• [PROBLEM TO WORK ON] Go through the entries below, count every line with the string "then", and answer with only that number.

─── GIVEN INFORMATION

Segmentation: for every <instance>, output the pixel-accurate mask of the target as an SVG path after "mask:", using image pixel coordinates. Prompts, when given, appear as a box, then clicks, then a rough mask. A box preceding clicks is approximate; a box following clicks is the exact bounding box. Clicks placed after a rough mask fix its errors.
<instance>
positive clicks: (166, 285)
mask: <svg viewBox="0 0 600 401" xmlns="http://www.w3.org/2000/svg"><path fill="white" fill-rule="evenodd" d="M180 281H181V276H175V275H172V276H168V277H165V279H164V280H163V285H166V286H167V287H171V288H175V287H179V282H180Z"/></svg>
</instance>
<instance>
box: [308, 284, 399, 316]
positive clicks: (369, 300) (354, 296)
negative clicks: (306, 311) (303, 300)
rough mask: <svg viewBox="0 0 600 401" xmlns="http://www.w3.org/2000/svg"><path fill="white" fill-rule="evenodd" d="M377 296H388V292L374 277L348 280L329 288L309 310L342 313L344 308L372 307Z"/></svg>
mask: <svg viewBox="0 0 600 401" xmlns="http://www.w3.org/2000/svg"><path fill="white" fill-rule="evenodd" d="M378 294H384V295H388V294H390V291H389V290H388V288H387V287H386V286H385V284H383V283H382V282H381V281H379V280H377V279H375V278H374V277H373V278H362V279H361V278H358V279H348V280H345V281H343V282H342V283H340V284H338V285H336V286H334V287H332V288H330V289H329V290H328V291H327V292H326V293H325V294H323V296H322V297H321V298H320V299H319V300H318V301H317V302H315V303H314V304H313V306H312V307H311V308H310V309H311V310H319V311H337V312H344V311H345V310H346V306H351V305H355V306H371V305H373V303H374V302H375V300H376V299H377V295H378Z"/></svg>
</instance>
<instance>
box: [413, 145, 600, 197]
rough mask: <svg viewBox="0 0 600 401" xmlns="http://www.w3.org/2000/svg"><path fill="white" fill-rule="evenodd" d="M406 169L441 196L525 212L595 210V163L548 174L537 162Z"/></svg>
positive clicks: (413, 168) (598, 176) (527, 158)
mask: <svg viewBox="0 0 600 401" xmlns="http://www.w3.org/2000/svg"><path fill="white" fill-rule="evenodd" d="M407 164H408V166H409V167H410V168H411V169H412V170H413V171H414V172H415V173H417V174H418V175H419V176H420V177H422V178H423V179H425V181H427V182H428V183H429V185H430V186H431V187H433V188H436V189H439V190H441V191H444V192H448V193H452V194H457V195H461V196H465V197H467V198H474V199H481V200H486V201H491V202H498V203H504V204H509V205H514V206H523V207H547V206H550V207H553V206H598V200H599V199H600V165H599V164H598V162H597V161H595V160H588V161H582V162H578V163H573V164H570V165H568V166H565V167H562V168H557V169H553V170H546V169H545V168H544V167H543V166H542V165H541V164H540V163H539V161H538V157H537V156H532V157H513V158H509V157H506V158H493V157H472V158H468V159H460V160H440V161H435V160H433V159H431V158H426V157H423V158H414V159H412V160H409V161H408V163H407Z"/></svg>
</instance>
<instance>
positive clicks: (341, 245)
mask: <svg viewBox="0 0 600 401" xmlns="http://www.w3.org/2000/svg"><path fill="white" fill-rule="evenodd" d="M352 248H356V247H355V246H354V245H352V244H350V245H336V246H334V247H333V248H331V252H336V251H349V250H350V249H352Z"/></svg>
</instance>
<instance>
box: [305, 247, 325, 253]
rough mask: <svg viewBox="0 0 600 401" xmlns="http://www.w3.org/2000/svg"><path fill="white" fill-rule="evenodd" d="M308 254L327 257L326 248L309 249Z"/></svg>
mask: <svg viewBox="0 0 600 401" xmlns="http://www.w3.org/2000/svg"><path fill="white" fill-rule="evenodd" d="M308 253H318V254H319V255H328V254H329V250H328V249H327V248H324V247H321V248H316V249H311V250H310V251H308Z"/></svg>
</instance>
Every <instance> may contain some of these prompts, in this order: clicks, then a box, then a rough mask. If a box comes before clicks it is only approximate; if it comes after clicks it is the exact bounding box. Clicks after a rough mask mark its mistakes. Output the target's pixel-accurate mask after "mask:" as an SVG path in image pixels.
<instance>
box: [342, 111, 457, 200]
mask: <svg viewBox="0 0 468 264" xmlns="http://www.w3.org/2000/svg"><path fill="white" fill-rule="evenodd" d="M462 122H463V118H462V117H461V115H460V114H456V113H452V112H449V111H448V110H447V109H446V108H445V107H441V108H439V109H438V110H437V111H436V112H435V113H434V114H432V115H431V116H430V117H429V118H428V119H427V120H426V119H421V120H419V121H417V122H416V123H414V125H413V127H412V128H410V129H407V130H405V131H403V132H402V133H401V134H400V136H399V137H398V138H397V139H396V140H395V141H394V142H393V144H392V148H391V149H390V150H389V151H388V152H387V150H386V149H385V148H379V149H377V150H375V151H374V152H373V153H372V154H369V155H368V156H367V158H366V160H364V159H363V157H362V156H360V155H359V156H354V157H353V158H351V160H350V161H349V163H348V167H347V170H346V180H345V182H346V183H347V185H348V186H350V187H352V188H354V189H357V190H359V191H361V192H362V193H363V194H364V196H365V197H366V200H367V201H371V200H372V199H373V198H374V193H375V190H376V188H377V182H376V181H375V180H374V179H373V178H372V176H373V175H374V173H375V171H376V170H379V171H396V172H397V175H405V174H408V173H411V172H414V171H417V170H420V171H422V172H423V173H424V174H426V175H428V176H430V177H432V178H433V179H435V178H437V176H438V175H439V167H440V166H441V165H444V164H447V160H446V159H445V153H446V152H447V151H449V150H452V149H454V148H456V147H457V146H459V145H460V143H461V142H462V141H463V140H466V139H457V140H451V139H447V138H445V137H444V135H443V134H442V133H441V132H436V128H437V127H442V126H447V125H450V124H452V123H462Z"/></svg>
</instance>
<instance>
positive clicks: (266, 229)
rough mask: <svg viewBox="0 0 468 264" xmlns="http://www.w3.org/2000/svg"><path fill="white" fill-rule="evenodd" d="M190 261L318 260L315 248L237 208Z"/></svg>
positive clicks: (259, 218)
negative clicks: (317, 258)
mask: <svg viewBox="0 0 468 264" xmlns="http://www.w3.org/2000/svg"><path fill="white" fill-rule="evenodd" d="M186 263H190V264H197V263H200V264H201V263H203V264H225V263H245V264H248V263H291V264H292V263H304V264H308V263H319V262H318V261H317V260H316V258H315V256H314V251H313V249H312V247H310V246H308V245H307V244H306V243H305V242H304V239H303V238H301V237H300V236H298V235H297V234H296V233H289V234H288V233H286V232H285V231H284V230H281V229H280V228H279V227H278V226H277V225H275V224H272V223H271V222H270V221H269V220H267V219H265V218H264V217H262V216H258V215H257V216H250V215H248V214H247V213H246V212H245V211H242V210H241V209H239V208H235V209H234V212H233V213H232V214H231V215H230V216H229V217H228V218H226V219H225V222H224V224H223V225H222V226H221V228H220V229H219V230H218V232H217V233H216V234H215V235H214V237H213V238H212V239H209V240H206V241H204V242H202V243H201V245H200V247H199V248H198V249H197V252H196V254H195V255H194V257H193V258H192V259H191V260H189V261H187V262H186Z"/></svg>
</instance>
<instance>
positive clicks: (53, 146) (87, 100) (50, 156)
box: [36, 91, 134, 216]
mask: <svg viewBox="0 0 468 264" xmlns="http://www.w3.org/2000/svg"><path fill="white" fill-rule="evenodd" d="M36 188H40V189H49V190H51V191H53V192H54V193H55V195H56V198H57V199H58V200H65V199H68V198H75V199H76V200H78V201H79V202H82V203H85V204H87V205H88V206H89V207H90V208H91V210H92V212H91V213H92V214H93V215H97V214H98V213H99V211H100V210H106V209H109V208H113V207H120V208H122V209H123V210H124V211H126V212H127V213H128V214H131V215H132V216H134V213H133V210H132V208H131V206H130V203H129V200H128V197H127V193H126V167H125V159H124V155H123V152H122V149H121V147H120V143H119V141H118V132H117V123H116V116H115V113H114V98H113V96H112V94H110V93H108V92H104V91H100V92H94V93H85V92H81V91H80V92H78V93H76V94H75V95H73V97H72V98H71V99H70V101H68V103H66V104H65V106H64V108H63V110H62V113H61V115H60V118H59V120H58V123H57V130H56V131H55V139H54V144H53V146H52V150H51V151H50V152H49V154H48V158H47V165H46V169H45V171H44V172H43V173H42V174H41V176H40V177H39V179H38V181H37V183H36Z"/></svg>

──────

• [FINISHED EXERCISE] 2